Exercise instructions: Reproduce each of the following items verbatim, character for character.

### The records ###

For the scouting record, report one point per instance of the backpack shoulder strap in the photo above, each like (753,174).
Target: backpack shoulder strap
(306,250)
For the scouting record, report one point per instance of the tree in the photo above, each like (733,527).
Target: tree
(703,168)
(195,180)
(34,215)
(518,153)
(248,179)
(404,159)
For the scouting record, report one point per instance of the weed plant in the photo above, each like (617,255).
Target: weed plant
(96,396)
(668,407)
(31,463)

###

Answer for this exercise:
For the scouting record, report one point per instance of the backpack shoulder strap in the photo above, each like (753,174).
Target: backpack shoulder strap
(306,250)
For the scouting record, report one point per instance of the tree in the photo above, each like (733,527).
Target: tree
(703,168)
(195,180)
(34,215)
(518,153)
(248,179)
(404,159)
For the scouting record, report one point per instance of the weed plant in the photo above, each like (617,255).
Target: weed plant
(96,396)
(668,407)
(31,463)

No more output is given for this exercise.